(Dataset records on where objects are located)
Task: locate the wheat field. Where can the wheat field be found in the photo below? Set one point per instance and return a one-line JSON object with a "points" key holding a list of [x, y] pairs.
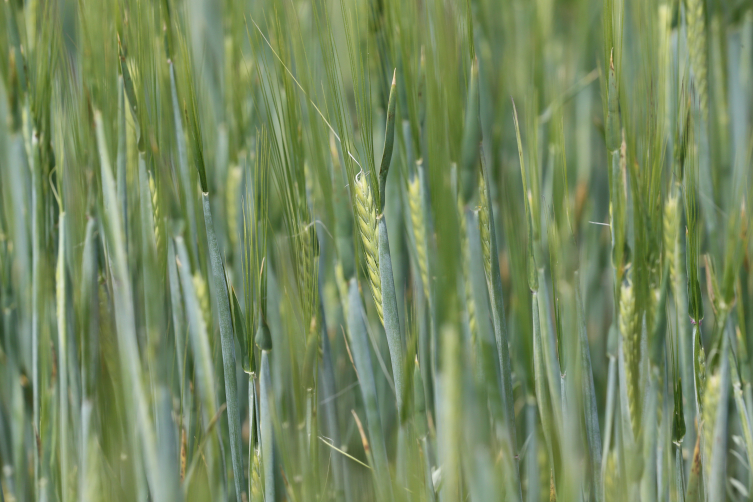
{"points": [[346, 250]]}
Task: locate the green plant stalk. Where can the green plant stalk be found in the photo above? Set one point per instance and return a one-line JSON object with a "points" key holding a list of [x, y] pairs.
{"points": [[252, 428], [549, 353], [359, 346], [183, 170], [176, 307], [648, 480], [590, 409], [327, 379], [742, 411], [608, 421], [121, 182], [89, 355], [699, 368], [422, 430], [197, 329], [450, 404], [718, 473], [693, 490], [36, 237], [266, 428], [543, 398], [389, 308], [62, 321], [228, 345], [532, 461], [500, 328], [486, 361], [124, 316]]}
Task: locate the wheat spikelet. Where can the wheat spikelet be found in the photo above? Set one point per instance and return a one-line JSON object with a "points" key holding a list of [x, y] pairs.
{"points": [[419, 229], [631, 344], [366, 216], [231, 209], [697, 50], [483, 221]]}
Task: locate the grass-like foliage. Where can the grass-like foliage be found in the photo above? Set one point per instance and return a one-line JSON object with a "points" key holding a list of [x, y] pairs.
{"points": [[430, 250]]}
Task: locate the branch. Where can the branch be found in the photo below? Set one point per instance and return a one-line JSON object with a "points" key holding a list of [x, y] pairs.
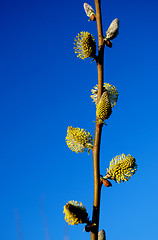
{"points": [[98, 128]]}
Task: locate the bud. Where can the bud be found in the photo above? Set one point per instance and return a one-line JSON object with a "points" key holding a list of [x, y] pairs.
{"points": [[113, 29], [101, 235], [108, 43], [89, 11], [75, 213], [106, 183], [121, 168], [111, 90], [103, 108], [79, 140]]}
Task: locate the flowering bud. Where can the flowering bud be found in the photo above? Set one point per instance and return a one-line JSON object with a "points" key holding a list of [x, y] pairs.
{"points": [[89, 11], [101, 235], [121, 168], [106, 183], [108, 43], [75, 213], [113, 29], [79, 140], [111, 90], [103, 108]]}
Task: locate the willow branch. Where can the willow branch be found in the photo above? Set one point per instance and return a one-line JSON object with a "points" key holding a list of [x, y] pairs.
{"points": [[98, 128]]}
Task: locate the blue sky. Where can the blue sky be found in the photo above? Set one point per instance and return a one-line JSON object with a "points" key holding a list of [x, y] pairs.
{"points": [[44, 88]]}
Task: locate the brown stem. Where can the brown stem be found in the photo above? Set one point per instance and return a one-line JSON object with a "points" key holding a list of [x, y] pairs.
{"points": [[98, 128]]}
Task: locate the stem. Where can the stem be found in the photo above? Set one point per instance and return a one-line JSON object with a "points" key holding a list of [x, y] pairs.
{"points": [[98, 128]]}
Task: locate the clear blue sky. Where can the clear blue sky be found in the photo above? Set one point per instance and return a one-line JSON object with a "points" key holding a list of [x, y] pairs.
{"points": [[44, 88]]}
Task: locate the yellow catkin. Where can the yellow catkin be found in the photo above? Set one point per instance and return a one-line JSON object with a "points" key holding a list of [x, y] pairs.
{"points": [[75, 213], [103, 108], [111, 90], [78, 140], [121, 168], [113, 29]]}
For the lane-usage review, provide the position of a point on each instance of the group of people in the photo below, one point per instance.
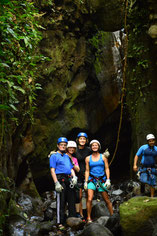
(76, 166)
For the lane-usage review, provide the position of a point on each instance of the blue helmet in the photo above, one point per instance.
(62, 139)
(81, 134)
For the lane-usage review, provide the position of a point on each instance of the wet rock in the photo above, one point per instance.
(30, 205)
(16, 226)
(138, 216)
(102, 220)
(117, 192)
(99, 210)
(49, 214)
(95, 229)
(46, 227)
(113, 224)
(75, 223)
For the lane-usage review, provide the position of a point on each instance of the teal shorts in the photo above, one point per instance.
(92, 186)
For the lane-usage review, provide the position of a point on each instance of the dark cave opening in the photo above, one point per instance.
(107, 135)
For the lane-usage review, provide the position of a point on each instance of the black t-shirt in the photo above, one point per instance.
(81, 154)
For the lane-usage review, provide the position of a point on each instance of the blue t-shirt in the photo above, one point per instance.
(148, 155)
(97, 168)
(61, 163)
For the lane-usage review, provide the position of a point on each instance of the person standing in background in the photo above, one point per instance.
(147, 170)
(97, 177)
(71, 149)
(63, 175)
(82, 152)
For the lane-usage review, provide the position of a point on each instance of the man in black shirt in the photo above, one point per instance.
(82, 152)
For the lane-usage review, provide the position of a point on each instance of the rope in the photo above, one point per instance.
(124, 82)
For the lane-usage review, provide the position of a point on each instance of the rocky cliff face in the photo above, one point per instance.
(82, 79)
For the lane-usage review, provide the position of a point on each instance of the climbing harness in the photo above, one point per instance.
(99, 181)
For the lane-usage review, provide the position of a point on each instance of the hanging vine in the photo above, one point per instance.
(124, 81)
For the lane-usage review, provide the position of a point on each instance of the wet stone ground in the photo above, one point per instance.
(38, 217)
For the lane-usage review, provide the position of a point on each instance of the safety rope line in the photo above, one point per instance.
(124, 81)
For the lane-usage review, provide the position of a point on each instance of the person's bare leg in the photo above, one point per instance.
(81, 210)
(152, 191)
(108, 202)
(89, 203)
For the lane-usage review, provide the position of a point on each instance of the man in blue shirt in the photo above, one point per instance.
(147, 170)
(64, 178)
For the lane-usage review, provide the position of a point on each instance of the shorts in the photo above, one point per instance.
(92, 186)
(81, 180)
(147, 177)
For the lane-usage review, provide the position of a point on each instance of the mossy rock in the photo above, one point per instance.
(137, 216)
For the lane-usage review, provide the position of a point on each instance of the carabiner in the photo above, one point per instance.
(97, 185)
(71, 184)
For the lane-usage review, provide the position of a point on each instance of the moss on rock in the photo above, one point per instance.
(135, 216)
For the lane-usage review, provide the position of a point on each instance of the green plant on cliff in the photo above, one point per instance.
(19, 61)
(138, 52)
(97, 42)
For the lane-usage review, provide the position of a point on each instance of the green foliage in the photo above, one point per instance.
(138, 52)
(19, 62)
(98, 41)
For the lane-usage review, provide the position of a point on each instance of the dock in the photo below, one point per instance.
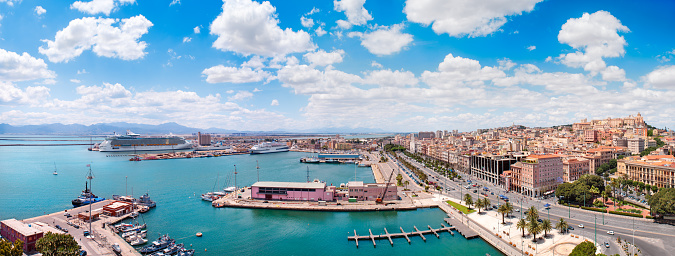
(464, 230)
(404, 234)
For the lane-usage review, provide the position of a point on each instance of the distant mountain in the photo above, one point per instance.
(147, 129)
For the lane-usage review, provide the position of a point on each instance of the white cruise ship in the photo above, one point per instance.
(134, 142)
(269, 147)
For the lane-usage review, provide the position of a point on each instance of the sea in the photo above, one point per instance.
(28, 188)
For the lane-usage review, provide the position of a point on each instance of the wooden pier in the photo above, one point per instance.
(404, 234)
(467, 232)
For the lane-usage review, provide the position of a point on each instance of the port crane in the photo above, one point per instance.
(380, 199)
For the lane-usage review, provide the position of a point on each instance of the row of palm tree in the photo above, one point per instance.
(533, 226)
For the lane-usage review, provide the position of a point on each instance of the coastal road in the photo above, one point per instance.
(652, 238)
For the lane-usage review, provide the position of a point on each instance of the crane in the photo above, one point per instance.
(380, 199)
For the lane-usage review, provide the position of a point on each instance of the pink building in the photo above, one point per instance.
(537, 175)
(292, 191)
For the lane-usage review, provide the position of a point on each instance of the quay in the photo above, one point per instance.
(404, 234)
(102, 235)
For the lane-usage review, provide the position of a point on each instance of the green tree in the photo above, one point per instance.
(11, 249)
(562, 226)
(479, 204)
(57, 245)
(534, 228)
(663, 202)
(468, 200)
(522, 225)
(503, 210)
(546, 226)
(584, 249)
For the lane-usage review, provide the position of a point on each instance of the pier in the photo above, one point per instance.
(404, 234)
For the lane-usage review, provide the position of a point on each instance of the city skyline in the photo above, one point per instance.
(401, 66)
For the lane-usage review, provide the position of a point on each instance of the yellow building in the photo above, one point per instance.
(653, 170)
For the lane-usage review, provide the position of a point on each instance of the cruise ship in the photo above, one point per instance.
(134, 142)
(269, 147)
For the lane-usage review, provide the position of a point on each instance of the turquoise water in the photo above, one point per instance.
(28, 189)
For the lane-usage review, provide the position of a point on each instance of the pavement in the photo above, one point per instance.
(653, 239)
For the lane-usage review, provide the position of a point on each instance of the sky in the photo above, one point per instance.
(390, 65)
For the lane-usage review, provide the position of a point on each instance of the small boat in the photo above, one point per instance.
(116, 249)
(138, 241)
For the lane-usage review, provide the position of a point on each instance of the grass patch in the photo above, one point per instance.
(460, 207)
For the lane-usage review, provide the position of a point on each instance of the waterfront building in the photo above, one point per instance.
(655, 170)
(13, 230)
(537, 175)
(292, 191)
(573, 168)
(118, 208)
(490, 167)
(636, 145)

REQUEST:
Reproduce the entries word for word, from the line that contains "the green tree" through the last line of the entries, with both of those lines included.

RIGHT ANSWER:
For the lane-usage review, provide the position of a point on each instance of the green tree in the photo above, one point per instance.
(11, 249)
(562, 226)
(479, 204)
(57, 245)
(534, 228)
(663, 202)
(468, 200)
(522, 225)
(503, 210)
(546, 226)
(584, 249)
For the lane-usage review, provide the position of a point on each instance of the pier in the photo above, one point per instance.
(404, 234)
For the lane-usage review, provide the position of a point on each instance of the city skyline in the photo above, one point per instance.
(401, 66)
For the lane-usage review, provide the position of a point on each instance of the yellow building in the photo above, one point per instance.
(653, 170)
For the lane-usage review, provide the position of a point on each instance of the cruise ship in the photo above, one point per instance.
(134, 142)
(269, 147)
For the lane-usage review, provide the position of a point on each instance of the turquoise water in the photo above, one point per instance.
(28, 189)
For the lane-usage review, provide the position of a point on each instance of the pavement in the photo above, one point per instance.
(653, 239)
For the lane-usage review, provide the position of a point on each instance of the sky in the photo above, one point per instance.
(390, 65)
For the lane-usage review, provide the position of a point on each instance of the small boat in the photo above, one point per instance.
(116, 249)
(138, 241)
For the lane-usage review, provide the position of a point on each instance of the grass patch in the photo above, one point per instance.
(460, 207)
For the lane-usage review, provide the position of a point on each instance of the waterfront building in the photo above, one point per instance.
(655, 170)
(13, 230)
(537, 175)
(292, 191)
(573, 168)
(118, 208)
(490, 167)
(636, 145)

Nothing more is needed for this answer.